EXTRACTED TEXT below:

OK so rights can't apply to any technology or concept not existing during the time of the Constitution, since apparently to retain those rights, they must have existed for all time, or at least during the time of the Constitution. Great argument, asshat.
Except that marriage did exist at the time of the Constitution and gay marriage wasn't part of it.
Property rights, or the right to travel, or whatever other rights are relevant are merely extended by new technologies or concepts. There was no need for there to be cars for there to be a right to own a car, because that's simply a particular case of the general case of property.
At the time, concepts of property and technology didn't exclude, say, cars. The concept of marriage did exclude gay marriage. If you can't grasp the difference between concepts that were not yet considered and concepts that were considered and rejected, I can't help you.
OK, please prove that colonialists considered and rejected gay marriage.
and I guess there's no right to interracial marriage, since colonialists "rejected" interracial marriage.
You're a retard and a statist, fuck off.
I can agree with X without agreeing with every argument that purports to support X. If you think that makes me a retard or a statist, that's your shortcoming, not mine.
Equal protection provides a cogent basis for arguing in support of gay marriage. That the right to gay marriage existed at the time of the Bill of Rights and is therefore retained under the 9th is just specious.
You're a retard because your argument makes no sense.
You're a statist because you are saying people don't have automatically have the right to voluntarily do something which has no effect on anyone else.
Don't flatter yourself by thinking this has to do with other arguments.
Just because you can't understand it doesn't mean it makes no sense.
Show me where I said that. It's not my fault you confuse the Constitution with something out of a philosophy class. You could fill a book with voluntary actions that don't hurt third parties that weren't recognized as rights in the late 18th century.
Before you go around calling people retards, you should be able to grasp the difference between rights under the Constitution -- which, again, was the subject above -- and rights under a theory of natural rights, or whatever other theory you choose. Hint: they aren't necessarily the same.
"You're a statist because you are saying people don't have automatically have the right to voluntarily do something which has no effect on anyone else."
Except, I don't see any prohibition on gay people having a marriage ceremony. What I do see is a number of jurisdictions deciding such ceremonies do not create a legally recognized relationship. To the extent we're talking about a public, legal (governmental) recognition of a relationship, we're no longer talking about the individual private sphere.

End of EXTRACTED TEXT.
EXTRACTED ENTRIES below:

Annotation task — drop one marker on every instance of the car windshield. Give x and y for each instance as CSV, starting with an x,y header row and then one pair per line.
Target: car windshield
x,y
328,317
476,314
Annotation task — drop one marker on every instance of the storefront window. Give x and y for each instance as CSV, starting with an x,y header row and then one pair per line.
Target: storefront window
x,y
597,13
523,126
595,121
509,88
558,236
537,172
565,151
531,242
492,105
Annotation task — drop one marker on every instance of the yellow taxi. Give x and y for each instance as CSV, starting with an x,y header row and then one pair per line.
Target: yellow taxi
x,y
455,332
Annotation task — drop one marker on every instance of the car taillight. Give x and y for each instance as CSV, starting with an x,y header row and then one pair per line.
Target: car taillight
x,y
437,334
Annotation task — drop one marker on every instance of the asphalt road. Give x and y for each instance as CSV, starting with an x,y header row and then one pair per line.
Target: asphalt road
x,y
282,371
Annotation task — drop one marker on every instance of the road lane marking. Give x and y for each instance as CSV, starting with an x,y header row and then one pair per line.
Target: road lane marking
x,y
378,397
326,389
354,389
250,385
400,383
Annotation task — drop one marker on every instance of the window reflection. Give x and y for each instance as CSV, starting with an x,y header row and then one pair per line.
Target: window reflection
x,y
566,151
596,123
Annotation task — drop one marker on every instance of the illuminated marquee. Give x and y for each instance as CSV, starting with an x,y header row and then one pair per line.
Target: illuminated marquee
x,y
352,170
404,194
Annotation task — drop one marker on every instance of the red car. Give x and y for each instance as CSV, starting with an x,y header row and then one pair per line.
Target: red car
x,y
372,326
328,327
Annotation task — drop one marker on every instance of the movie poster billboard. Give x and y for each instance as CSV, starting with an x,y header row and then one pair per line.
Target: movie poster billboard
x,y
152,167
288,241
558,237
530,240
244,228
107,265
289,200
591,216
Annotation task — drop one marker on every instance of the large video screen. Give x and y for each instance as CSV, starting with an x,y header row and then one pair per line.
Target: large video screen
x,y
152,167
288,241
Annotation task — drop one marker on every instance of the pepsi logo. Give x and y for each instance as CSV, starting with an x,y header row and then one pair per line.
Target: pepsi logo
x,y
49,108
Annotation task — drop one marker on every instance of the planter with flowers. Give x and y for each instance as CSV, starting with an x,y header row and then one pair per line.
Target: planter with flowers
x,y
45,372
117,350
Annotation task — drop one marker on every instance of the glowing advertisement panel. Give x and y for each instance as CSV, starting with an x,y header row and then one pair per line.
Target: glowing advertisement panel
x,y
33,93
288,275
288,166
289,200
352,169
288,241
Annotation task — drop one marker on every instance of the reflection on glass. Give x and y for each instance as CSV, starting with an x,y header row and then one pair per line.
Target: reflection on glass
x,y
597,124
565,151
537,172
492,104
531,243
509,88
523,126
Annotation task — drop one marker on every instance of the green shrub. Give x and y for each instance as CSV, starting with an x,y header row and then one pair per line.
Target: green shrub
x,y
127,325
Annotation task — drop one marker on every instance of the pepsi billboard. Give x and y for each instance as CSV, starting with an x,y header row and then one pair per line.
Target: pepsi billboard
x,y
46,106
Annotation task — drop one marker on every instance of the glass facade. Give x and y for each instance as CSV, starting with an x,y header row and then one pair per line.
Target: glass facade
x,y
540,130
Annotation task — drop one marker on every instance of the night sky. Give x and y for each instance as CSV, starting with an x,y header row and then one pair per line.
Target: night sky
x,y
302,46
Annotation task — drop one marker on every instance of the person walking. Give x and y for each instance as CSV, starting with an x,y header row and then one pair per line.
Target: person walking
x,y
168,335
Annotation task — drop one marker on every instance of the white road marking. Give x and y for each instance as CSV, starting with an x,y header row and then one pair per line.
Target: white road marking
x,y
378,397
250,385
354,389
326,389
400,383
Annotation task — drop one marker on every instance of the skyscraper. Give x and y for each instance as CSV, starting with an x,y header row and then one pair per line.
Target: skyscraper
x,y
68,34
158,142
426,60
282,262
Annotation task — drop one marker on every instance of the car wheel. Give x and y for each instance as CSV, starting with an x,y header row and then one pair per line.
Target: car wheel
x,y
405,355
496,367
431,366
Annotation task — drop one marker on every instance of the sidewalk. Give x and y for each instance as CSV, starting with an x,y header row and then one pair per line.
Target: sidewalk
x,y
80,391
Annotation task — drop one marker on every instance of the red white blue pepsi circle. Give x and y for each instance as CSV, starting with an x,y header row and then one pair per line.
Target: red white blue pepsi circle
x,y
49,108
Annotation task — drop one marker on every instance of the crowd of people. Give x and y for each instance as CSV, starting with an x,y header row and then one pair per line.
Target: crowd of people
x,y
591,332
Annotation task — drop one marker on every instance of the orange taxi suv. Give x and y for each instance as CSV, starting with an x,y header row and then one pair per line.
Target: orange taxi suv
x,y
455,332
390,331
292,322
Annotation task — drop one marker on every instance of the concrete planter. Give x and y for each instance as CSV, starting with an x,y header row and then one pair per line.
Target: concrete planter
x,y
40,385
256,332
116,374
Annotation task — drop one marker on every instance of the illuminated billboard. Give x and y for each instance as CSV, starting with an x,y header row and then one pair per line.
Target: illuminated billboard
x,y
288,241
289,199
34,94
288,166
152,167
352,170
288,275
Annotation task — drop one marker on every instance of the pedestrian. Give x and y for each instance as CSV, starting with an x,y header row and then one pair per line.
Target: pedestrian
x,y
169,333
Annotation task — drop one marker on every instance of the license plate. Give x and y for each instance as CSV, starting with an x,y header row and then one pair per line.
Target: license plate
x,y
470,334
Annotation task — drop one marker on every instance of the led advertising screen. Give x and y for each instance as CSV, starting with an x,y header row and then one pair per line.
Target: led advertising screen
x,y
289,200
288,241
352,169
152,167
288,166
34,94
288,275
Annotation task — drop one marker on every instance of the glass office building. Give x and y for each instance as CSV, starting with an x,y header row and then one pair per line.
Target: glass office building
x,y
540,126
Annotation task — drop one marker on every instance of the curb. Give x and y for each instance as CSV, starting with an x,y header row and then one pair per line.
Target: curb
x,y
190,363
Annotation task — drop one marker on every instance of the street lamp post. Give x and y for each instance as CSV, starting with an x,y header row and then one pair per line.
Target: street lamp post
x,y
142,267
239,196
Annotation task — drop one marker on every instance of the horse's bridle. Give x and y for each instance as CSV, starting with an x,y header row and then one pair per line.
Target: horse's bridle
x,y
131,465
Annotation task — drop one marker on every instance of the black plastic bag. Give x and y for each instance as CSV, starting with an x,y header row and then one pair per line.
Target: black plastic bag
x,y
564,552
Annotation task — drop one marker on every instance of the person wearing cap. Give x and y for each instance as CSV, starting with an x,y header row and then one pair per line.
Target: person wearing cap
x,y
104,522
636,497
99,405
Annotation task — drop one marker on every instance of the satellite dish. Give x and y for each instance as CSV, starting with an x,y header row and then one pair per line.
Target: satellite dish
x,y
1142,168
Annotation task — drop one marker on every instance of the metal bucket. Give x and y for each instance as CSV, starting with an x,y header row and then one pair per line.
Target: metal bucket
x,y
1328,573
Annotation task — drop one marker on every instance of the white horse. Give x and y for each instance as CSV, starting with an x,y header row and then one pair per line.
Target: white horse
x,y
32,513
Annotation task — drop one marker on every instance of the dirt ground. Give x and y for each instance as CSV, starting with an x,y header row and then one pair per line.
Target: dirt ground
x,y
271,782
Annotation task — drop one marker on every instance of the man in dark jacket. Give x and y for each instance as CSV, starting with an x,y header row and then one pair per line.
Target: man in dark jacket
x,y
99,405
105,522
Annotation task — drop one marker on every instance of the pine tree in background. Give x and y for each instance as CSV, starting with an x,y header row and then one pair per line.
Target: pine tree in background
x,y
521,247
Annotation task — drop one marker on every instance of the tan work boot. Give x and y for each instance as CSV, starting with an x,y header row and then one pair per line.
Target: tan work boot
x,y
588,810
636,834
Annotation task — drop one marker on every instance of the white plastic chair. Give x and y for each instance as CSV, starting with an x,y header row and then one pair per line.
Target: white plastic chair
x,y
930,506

End of EXTRACTED ENTRIES.

> _WHAT THIS EXERCISE ASKS_
1 > Do these statements agree with the discussion of marriage rights? Answer yes or no for each, quoting the words that decide it. (a) One commenter says marriage existed at the time of the Constitution. (b) One commenter says equal protection gives no sound basis for arguing in support of gay marriage. (c) One commenter says gay people are forbidden to hold a marriage ceremony.
2 > Retype everything in the discussion of marriage rights from "Just because you" down to "late 18th century.".

> _ANSWERS PER TASK_
1 >
(a) Yes: "marriage did exist at the time of the Constitution"
(b) No: "Equal protection provides a cogent basis for arguing in support of gay marriage."
(c) No: "I don't see any prohibition on gay people having a marriage ceremony."

2 >
Just because you can't understand it doesn't mean it makes no sense.
Show me where I said that. It's not my fault you confuse the Constitution with something out of a philosophy class. You could fill a book with voluntary actions that don't hurt third parties that weren't recognized as rights in the late 18th century.